— 課題 —
以下のリストのうち、「Consider the photo above. For every instance of the white」を含む行から始めてリストの最終行までを、指示の行も含めて書き写しなさい。その際、解答にある座標の数値だけをすべて2.2倍し、四捨五入して整数にすること。

(データ収集によるリスト)

——

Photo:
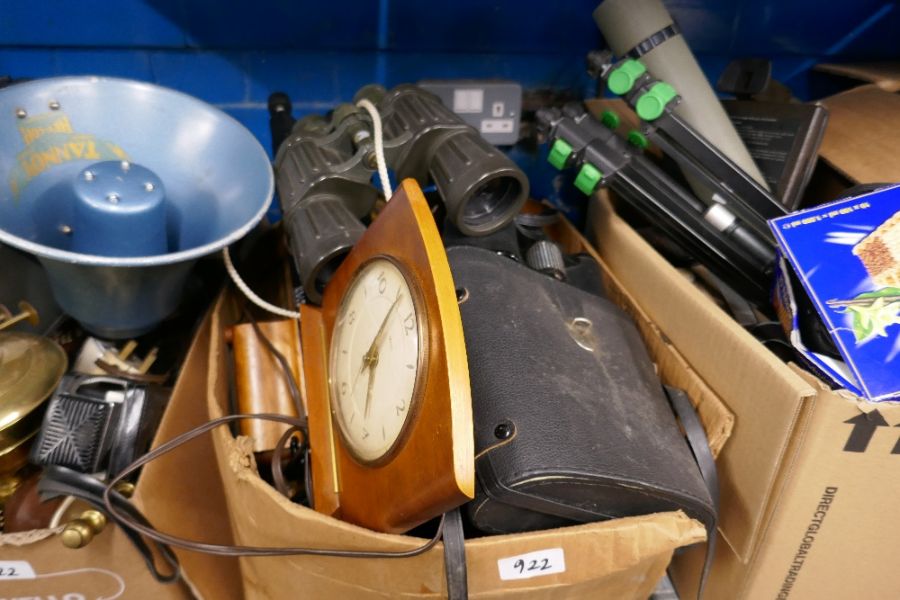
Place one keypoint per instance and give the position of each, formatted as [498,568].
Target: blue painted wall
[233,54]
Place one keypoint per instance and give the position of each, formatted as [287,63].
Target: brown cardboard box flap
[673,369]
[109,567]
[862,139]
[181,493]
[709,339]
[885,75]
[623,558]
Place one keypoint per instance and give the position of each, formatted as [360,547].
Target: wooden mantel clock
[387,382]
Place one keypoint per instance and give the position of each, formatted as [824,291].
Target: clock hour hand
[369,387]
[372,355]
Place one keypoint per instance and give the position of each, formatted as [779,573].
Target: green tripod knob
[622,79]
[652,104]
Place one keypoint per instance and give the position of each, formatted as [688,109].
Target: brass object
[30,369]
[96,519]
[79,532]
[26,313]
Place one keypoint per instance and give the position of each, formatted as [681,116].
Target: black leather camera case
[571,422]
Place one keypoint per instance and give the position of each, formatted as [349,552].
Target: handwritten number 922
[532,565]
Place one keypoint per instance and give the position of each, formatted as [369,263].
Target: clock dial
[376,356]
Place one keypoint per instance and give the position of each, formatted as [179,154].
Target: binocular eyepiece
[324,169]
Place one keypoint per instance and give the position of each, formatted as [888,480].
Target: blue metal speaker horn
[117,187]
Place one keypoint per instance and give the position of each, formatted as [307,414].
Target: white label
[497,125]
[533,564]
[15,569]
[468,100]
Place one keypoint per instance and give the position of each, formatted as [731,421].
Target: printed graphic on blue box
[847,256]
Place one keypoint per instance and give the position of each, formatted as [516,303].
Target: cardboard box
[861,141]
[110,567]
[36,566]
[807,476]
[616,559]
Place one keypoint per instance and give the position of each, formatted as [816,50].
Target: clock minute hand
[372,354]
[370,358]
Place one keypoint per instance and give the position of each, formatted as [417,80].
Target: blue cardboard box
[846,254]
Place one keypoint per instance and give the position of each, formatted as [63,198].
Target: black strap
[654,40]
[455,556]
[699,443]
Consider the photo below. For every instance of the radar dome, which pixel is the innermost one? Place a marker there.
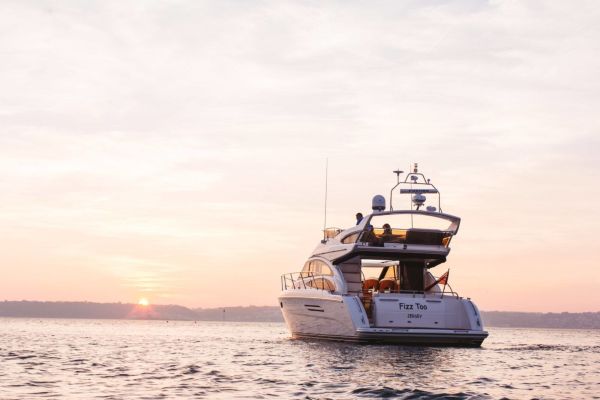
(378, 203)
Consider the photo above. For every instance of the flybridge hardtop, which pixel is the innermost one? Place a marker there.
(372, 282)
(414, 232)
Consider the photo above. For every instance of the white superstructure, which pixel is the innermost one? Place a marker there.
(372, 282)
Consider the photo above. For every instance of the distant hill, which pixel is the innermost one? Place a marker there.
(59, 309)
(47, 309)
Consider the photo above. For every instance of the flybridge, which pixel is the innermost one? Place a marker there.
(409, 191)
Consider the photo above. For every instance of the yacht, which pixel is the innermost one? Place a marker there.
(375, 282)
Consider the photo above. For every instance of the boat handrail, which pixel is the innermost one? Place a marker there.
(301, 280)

——

— 解答 —
Consider the photo above. For every instance of the white superstructure, which pixel is the innermost one? Place a marker there.
(818, 620)
Consider the photo above. For every instance of the distant hill, which pixel is the innermost one? Place a marker there.
(130, 680)
(103, 680)
Consider the photo above. For every instance of the flybridge, which pixel is the innermost one? Place a marker there.
(900, 420)
Consider the photo above. For every instance of the yacht, which pixel is the innermost one? Place a marker there.
(825, 620)
Consider the photo above. For every instance of the boat handrail, which pixel is the innermost one? Place a marker there.
(662, 616)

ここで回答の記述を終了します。